### Dataset excerpts
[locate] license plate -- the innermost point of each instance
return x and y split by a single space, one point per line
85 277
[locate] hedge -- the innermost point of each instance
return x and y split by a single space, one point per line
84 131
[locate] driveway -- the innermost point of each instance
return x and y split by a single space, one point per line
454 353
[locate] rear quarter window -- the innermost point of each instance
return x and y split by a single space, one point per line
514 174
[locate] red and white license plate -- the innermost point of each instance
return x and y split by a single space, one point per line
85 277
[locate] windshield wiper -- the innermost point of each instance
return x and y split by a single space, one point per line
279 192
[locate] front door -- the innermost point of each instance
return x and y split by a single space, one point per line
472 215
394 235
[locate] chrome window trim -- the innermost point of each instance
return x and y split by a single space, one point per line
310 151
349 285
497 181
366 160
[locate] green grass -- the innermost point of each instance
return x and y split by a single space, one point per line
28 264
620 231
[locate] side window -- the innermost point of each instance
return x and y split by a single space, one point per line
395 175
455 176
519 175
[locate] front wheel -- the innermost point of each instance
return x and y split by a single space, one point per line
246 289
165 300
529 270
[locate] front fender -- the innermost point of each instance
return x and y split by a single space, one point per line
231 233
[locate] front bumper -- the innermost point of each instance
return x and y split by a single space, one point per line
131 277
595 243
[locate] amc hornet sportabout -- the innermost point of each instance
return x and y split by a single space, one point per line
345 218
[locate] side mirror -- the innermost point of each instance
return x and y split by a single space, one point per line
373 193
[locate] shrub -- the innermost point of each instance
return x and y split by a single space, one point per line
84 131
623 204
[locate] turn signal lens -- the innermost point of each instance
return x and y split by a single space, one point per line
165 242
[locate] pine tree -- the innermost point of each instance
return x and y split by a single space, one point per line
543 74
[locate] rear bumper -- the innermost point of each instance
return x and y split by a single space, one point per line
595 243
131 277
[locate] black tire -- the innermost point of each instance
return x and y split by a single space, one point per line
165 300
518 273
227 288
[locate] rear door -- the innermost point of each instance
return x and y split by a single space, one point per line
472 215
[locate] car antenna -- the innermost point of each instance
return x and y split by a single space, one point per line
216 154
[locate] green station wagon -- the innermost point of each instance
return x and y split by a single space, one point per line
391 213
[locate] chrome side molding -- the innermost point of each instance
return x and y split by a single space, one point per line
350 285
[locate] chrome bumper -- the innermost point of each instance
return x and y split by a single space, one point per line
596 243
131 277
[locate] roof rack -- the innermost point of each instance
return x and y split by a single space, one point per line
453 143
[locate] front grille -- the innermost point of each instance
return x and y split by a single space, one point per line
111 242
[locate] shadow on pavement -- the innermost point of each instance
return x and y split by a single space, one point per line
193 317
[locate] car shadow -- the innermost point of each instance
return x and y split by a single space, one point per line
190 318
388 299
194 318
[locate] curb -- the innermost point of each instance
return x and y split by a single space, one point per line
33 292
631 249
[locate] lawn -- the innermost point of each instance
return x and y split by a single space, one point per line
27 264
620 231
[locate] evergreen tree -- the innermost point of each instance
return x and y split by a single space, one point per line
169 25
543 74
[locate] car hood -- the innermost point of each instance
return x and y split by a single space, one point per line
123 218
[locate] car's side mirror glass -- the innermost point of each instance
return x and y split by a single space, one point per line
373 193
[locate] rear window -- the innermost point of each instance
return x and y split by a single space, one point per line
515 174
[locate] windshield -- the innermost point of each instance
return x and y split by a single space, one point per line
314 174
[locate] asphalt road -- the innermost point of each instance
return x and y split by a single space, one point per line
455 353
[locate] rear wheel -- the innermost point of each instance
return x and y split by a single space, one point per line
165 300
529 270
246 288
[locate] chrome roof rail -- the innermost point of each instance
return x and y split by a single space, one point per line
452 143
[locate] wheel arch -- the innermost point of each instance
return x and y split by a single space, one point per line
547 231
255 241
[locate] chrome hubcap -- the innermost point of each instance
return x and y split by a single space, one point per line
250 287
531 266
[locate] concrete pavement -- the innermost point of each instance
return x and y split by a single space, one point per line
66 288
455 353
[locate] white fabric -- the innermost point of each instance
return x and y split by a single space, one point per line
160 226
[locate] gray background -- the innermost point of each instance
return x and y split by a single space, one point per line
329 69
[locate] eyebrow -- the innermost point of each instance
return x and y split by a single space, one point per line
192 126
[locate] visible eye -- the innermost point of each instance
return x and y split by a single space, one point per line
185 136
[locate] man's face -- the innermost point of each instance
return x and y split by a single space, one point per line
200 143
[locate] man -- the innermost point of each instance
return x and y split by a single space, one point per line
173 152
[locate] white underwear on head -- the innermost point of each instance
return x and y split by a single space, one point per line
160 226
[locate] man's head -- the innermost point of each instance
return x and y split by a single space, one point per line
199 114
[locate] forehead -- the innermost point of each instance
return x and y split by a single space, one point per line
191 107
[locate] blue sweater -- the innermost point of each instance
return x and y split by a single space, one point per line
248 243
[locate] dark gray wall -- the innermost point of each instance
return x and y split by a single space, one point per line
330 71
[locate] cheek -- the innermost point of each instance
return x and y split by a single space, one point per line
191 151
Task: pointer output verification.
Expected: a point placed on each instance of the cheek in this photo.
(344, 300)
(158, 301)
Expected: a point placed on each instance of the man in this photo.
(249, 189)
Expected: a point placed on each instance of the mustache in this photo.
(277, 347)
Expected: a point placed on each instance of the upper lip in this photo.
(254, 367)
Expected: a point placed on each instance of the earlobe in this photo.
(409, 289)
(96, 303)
######
Every record should be repeated exactly; please leave none out.

Finished task:
[locate] license plate -- the innermost point of each instance
return x and y split by a single space, one point per line
85 277
[locate] hedge -- the innermost point of each instance
return x and y split by a single space, one point per line
84 131
[locate] driveway -- the innermost point of each instance
return x and y split by a single space, one point per line
454 353
[locate] rear quarter window -- the innermost point of each instance
return x and y split by a single space, one point per line
514 174
[locate] red and white license plate -- the innermost point of each instance
return x and y split by a single space, one point per line
85 277
[locate] windshield wiper -- the innermost point of each instance
return x and y split by a single space, one point per line
279 192
[locate] front door -- the innermost point of each instance
return x and y split by a single space, one point per line
472 215
394 235
[locate] chrome window trim -- the innermost point of each instance
return x and y split by a single space, one point per line
310 151
349 285
497 181
366 160
[locate] green grass -- the innermost point of each instance
return x and y split by a single space, one point per line
28 264
620 231
[locate] side window -- the innermost point of each instance
return x and y split by a single space, one point per line
395 175
455 176
519 175
[locate] front wheel -- the innermost point of each instance
return x and y split by a single space, one point per line
246 289
165 300
529 270
[locate] front fender -- the innermost point of each instance
return x and y split by a single space, one point per line
231 233
[locate] front bumper -- the innermost point of each instance
return x and y split by a single space, one point per line
131 277
595 243
[locate] amc hornet sportabout -- the innermost point of each instance
return x and y split by a single space, one point per line
345 218
[locate] side mirror -- the innermost point of each instance
return x and y split by a single space, one point per line
373 193
[locate] shrub -- the innermost point of each instance
return x and y split by a single space, one point per line
84 131
623 204
[locate] turn signal lens -- the innermost point of each instance
return x and y split by a single space, one point per line
165 242
[locate] pine tree -- the innermost point of each instance
return x and y split by a single space, one point per line
543 74
[locate] rear bumper -- the innermost point of each instance
return x and y split by a single space, one point per line
595 243
131 277
[locate] black tire -- the innermost point of each instance
return x and y split by a single space, one point per line
165 300
518 273
227 288
[locate] rear door -- the innermost point of each instance
return x and y split by a single space, one point per line
472 215
[locate] car antenna -- the innermost point of each instance
return x and y split by a single space, one point per line
216 154
[locate] green station wagon -- the innermost point of each instance
return x and y split by a single space, one point per line
391 213
[locate] chrome side molding -- the innermost point of each instance
return x and y split by a single space, one point per line
350 285
[locate] chrome bumper -- the innermost point of each instance
return x and y split by a single space, one point per line
596 243
131 277
[locate] roof rack -- the innermost point of each instance
return x and y split by a single space, one point per line
453 143
[locate] front grille -- the innermost point of each instance
return x and y split by a single space, one point per line
111 242
[locate] shadow on pavement -- the innermost point of each instance
return x and y split by a single space, one point per line
193 317
[locate] car shadow -- the innermost point of each instance
return x and y split by a single space, one point per line
190 318
388 299
194 318
[locate] curb -- the innermost point of each instance
return x and y split by a single space, one point per line
33 292
631 249
[locate] lawn -- the innermost point of each instance
return x and y split by a single space, one point per line
27 264
620 231
[locate] evergreen tree -- the innermost point of each instance
return x and y split by a single space, one point per line
169 25
543 74
[locate] car hood -- the innermost point of each instance
return x and y split by a single space, one point per line
123 218
[locate] car's side mirror glass -- the innermost point of each instance
return x and y split by a single space, one point per line
373 193
[locate] rear window -- the innermost point of each instance
return x and y split by a single space, one point per line
515 174
[locate] windshield -- the innermost point of each instance
return x and y split by a single space, one point per line
314 174
[locate] asphalt road -- the innermost point of each instance
return x and y split by a single space, one point per line
455 353
[locate] rear wheel -- the innermost point of each instance
return x and y split by a single space, one point per line
165 300
529 270
246 288
[locate] chrome roof rail -- the innermost point of each instance
return x and y split by a single space, one point per line
452 143
[locate] wheel arch -- the innermost point of each instance
return x and y split by a single space, one point per line
547 231
255 241
[locate] chrome hubcap -- the innermost point of each instance
return x and y split by a single space, one point per line
250 287
531 266
[locate] concrete pavement -- the innermost point of each instance
return x and y split by a single space, one point per line
66 288
455 353
[locate] white fabric -- the innermost point of each instance
return x and y split by a single space, one point per line
160 226
[locate] gray background -- the innermost point of each instance
return x and y split by a single space, one point per line
329 69
[locate] eyebrow -- the innermost point of each instance
return x and y split by a single space, one point per line
192 126
[locate] visible eye -- the innermost point of each instance
return x and y split by a single space, one point per line
185 136
[locate] man's face -- the innermost point of each instance
return x and y split by a single space, one point per line
200 143
[locate] man -- the innermost point of each instance
return x and y split by a single space, one point per line
173 152
[locate] white underwear on head -- the innermost point of each instance
return x and y split by a single space, one point per line
160 226
[locate] man's head -- the innermost point of each instance
return x and y split by a single space, one point per line
199 114
[locate] forehead -- the innermost point of each instance
return x and y split by a single space, one point per line
191 107
[locate] blue sweater -- the innermost point of each instance
return x and y split by a single space, one point per line
248 243
[locate] dark gray wall -- the innermost point of each instance
return x and y split by a single space, one point per line
330 71
[locate] cheek -- the innermost point of each instance
return x and y split by a single space, one point per line
191 151
Task: pointer output verification.
Expected: a point placed on each instance of the cheek in this photo.
(344, 300)
(158, 301)
Expected: a point placed on each instance of the man in this photo.
(249, 189)
Expected: a point placed on each instance of the mustache in this photo.
(277, 347)
Expected: a point placed on each instance of the upper lip in this photo.
(254, 367)
Expected: a point placed on each instance of the earlobe in this photo.
(409, 289)
(96, 303)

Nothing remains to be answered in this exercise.